▸ TEXTO APRESENTADO:
%%
Mas esse contexto de anticatolicismo começa a mudar fortemente nos últimos 20 anos. Em algum momento, quando os evangélicos passam a ocupar espaços de representação política, os católicos, tidos até então como alvo de conversão, como inimigos da verdadeira fé, passam a ser vistos como aliados circunstanciais na defesa de valores cristãos. Esse movimento se dá de forma muito mais intensa na direita mais reacionária. Essa aliança circunstancial já existia desde a Constituinte, quando a bancada evangélica e católicos se alinharam para alguns temas que dizem respeito a moral e religião. Mas se torna mesmo cada vez mais frequente à medida em que tanto católicos quanto protestantes mais conservadores passam a entender que têm um inimigo maior comum. O secularismo passa de pauta cara aos protestantes (quando os protestantes eram minorias sem representação e precisando do Estado apenas para lhes garantir direito de culto) a uma espécie de fruto da influência do ateísmo e do materialismo (tenho a impressão de que crentes confundem o conceito filosófico e a ideia corrente de apego a bens materiais).
Além disso, evangélicos, que já tinham um viés anticomunista na época da Guerra Fria, até pela influência cultural do evangelicalismo americano, de fortes tintas macartistas, também passam a entender os católicos mais tradicionais como aliados nessa luta contra o comunismo — na hagiografia da extrema direita brasileira será possível ver algumas discussões entre católicos tradicionalistas e Júlio Severo, um blogueiro de pautas conservadores, anticomunistas, antipetistas e anti-LGBTs, que era da igreja batista. Olavo de Carvalho não guardou poucos xingamentos para Severo nos seus últimos anos de vida.
%%
▸ ENUNCIADO DA TAREFA:
Responda às perguntas a seguir com base no texto sobre evangélicos e católicos.
(a) Desde quando já existia a aliança circunstancial entre a bancada evangélica e os católicos?
(b) Em que setor político a aproximação entre evangélicos e católicos ocorre de forma mais intensa?
(c) A qual igreja pertencia Júlio Severo?

▸ REGISTROS FORNECIDOS:
%%
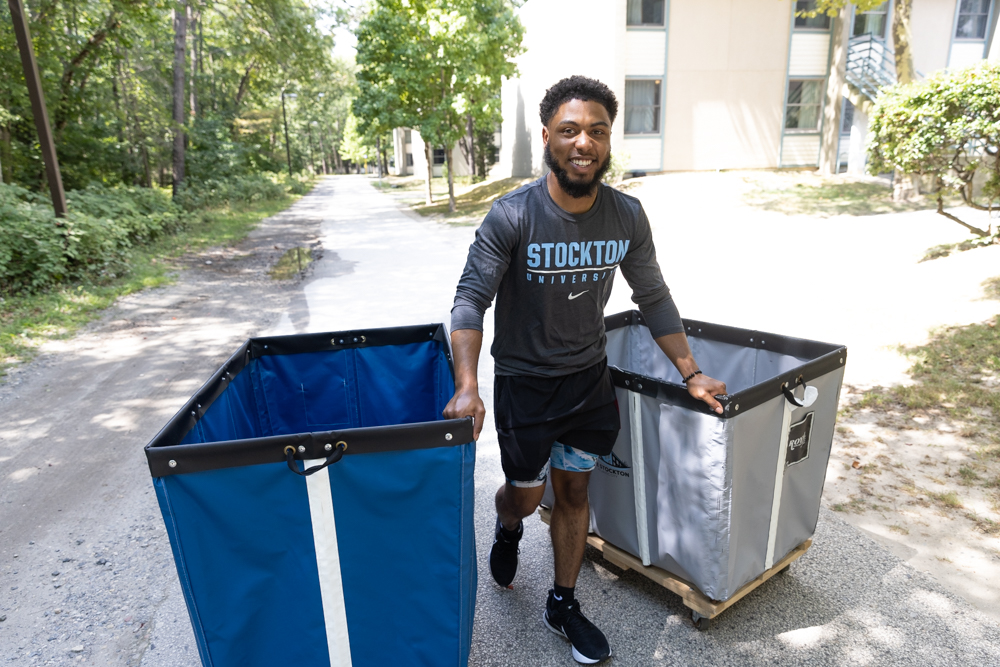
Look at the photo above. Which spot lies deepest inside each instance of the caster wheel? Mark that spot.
(700, 622)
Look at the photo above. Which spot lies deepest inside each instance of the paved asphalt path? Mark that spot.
(86, 574)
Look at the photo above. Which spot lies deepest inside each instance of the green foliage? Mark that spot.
(97, 239)
(106, 67)
(946, 127)
(435, 65)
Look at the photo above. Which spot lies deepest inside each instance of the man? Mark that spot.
(549, 253)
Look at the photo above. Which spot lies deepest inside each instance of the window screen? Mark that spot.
(642, 106)
(973, 15)
(645, 12)
(819, 22)
(872, 22)
(805, 100)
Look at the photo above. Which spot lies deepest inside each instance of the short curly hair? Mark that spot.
(577, 88)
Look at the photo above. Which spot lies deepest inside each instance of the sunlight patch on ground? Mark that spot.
(808, 637)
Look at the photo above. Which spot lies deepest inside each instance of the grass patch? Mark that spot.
(984, 524)
(808, 194)
(939, 251)
(953, 375)
(291, 264)
(948, 499)
(968, 475)
(474, 202)
(27, 321)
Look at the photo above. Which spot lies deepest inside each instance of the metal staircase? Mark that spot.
(870, 65)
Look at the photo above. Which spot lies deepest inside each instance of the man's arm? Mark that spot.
(700, 386)
(465, 347)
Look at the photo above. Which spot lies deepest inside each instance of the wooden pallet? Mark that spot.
(702, 608)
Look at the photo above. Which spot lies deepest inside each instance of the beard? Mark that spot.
(573, 188)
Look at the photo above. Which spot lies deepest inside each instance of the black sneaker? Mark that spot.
(566, 620)
(503, 556)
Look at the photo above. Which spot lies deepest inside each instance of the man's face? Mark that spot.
(578, 146)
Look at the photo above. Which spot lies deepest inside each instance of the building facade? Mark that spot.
(729, 84)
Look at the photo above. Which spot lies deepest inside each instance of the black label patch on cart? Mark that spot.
(613, 465)
(798, 441)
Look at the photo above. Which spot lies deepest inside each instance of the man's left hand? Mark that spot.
(706, 389)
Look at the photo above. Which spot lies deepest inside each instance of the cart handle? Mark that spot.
(809, 394)
(336, 455)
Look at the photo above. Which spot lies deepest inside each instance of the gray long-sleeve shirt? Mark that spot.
%%
▸ RESOLUÇÃO DO PROBLEMA:
(a) Desde a Constituinte.
(b) Na direita mais reacionária.
(c) À igreja batista.